**WHAT TO PRODUCE**
Repeat exactly the lines from the one containing "spot the street lamp post." through the last line of the records below, both included, and nothing else.

**RECORDS**
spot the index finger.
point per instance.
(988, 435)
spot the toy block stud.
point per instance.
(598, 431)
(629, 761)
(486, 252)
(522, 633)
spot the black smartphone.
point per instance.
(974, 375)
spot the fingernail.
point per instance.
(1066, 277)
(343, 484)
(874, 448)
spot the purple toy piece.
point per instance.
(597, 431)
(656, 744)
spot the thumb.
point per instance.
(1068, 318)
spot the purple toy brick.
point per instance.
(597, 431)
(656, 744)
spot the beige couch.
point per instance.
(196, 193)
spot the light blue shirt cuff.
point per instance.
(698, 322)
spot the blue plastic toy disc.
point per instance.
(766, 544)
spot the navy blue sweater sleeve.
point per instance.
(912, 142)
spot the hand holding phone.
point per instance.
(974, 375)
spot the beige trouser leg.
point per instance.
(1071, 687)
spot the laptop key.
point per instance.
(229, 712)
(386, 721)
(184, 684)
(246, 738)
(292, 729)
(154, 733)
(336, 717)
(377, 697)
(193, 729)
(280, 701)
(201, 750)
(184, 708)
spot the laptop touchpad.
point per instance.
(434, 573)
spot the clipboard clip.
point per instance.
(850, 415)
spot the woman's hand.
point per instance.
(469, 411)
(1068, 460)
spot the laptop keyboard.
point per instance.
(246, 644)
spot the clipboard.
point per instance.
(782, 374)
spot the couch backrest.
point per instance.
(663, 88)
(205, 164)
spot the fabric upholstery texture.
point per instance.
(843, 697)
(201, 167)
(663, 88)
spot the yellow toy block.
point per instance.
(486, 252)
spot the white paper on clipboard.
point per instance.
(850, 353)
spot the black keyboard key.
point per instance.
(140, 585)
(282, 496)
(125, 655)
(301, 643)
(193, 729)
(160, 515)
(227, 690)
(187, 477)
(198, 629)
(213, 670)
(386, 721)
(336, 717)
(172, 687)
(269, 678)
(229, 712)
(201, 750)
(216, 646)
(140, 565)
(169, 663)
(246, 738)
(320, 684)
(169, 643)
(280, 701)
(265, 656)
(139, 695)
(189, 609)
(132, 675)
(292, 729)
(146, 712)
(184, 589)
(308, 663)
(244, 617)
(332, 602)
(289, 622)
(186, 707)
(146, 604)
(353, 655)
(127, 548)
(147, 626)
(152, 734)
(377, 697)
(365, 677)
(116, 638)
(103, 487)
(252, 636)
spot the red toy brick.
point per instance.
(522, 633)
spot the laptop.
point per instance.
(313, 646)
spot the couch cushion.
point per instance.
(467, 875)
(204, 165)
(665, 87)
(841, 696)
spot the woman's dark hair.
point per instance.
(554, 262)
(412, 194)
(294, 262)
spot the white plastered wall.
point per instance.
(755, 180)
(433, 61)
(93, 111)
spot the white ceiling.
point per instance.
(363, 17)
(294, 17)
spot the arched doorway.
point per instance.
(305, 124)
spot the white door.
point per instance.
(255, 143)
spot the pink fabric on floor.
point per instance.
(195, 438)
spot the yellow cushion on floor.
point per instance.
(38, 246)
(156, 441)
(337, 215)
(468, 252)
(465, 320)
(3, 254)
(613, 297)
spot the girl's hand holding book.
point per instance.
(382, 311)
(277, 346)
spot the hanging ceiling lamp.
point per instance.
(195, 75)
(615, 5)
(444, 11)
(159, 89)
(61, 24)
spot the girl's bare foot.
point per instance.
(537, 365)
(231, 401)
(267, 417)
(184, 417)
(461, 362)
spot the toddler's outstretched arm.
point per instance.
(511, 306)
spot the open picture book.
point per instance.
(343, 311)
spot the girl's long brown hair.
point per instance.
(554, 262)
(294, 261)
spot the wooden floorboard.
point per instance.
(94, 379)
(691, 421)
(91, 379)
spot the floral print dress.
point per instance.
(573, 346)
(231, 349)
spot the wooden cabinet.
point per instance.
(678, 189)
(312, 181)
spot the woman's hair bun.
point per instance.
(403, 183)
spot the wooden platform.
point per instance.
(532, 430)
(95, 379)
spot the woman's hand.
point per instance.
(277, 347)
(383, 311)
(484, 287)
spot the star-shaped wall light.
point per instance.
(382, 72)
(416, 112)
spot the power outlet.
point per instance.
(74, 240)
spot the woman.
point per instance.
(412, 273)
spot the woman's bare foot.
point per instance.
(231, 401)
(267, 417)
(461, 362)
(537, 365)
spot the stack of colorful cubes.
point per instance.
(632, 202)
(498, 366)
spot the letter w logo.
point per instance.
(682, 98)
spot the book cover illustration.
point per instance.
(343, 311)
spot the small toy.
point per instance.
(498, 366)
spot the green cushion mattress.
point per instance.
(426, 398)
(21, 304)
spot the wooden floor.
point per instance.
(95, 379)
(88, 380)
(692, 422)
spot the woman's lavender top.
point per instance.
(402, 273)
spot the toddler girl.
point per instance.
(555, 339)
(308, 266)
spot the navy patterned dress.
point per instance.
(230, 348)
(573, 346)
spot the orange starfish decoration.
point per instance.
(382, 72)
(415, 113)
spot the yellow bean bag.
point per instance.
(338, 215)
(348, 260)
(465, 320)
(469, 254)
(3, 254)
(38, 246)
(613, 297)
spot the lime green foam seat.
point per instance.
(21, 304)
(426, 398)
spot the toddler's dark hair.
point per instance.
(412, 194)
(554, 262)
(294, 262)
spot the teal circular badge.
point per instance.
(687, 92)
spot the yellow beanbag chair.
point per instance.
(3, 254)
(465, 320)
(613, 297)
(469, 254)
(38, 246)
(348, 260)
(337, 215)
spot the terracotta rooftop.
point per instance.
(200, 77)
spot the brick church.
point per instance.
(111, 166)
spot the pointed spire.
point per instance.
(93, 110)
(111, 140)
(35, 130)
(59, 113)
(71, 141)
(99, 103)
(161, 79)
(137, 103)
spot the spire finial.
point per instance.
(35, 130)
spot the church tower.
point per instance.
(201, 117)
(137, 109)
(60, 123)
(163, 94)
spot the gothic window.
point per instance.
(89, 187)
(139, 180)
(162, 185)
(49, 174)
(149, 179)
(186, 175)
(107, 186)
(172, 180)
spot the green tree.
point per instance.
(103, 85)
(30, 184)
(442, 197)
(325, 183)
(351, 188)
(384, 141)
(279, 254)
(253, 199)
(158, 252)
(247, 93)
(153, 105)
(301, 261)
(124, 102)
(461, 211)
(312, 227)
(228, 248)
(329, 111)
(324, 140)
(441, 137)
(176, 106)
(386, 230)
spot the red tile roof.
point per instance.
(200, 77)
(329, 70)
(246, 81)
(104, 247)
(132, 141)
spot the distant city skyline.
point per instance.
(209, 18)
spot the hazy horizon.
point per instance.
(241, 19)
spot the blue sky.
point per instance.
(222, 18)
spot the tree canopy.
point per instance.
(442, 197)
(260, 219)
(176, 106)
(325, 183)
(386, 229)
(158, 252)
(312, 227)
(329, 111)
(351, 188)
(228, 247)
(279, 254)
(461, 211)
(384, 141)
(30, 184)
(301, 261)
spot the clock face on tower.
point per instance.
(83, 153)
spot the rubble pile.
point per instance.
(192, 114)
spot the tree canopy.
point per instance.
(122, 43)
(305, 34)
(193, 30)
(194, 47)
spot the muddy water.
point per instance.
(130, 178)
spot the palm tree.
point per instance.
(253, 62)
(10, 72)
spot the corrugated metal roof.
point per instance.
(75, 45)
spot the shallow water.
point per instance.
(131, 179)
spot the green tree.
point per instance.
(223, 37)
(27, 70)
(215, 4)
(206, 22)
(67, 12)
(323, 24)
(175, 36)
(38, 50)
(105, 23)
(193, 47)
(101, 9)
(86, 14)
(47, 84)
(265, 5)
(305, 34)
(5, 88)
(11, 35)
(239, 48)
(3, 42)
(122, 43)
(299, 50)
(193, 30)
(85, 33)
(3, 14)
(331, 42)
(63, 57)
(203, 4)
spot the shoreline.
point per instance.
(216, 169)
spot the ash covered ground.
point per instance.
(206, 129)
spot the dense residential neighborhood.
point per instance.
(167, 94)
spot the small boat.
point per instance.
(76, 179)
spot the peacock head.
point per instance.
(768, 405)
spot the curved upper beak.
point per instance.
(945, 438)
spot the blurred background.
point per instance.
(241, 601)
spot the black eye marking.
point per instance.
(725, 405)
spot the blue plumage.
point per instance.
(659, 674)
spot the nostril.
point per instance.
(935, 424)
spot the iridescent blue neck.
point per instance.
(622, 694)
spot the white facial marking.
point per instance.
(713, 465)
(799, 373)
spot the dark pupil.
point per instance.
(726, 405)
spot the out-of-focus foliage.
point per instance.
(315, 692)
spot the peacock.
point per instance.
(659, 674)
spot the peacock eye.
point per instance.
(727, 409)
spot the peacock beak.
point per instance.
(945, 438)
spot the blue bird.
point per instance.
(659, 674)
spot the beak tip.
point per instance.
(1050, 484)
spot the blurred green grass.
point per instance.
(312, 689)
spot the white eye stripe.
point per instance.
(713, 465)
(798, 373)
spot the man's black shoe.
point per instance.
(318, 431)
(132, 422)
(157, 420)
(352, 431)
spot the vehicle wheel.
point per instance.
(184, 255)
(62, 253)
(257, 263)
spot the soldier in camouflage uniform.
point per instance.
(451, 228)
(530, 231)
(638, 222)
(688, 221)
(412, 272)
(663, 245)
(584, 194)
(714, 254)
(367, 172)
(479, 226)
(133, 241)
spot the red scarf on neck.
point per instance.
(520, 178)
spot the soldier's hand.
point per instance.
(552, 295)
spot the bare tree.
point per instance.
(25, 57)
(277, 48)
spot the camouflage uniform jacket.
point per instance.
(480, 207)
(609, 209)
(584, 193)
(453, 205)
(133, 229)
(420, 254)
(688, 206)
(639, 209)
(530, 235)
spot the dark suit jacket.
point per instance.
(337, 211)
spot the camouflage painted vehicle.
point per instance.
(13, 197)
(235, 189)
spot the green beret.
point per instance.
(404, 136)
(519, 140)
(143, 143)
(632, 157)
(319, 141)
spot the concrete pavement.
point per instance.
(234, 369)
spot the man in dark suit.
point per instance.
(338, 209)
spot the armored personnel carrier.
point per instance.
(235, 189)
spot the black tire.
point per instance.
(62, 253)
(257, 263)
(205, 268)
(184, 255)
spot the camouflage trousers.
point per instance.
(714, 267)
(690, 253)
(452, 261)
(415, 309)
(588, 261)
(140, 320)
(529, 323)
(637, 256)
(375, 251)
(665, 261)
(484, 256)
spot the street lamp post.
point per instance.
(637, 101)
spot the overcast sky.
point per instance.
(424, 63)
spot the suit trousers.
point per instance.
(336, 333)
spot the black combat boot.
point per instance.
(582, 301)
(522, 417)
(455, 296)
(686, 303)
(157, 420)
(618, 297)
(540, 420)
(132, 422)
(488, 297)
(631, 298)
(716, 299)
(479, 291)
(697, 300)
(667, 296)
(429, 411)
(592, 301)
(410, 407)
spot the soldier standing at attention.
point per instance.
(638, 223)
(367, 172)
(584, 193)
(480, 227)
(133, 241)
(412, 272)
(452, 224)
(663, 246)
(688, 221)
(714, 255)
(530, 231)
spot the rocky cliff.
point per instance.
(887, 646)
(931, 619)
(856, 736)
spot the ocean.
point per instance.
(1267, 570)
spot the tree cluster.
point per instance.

**WORKED ANSWER**
spot the street lamp post.
point per instance.
(637, 101)
spot the overcast sky.
point per instance.
(424, 63)
spot the suit trousers.
point per instance.
(336, 333)
spot the black combat boot.
point per instance.
(582, 301)
(522, 417)
(455, 296)
(686, 303)
(157, 420)
(618, 297)
(540, 420)
(132, 422)
(488, 297)
(631, 298)
(716, 299)
(479, 291)
(697, 300)
(667, 296)
(429, 411)
(592, 301)
(410, 407)
spot the soldier standing at attention.
point per instance.
(638, 223)
(367, 172)
(584, 193)
(480, 227)
(133, 241)
(412, 272)
(452, 224)
(663, 246)
(688, 221)
(714, 255)
(530, 231)
spot the rocky cliff.
point per instance.
(887, 646)
(931, 619)
(856, 736)
spot the ocean.
point per instance.
(1267, 570)
spot the tree cluster.
point per instance.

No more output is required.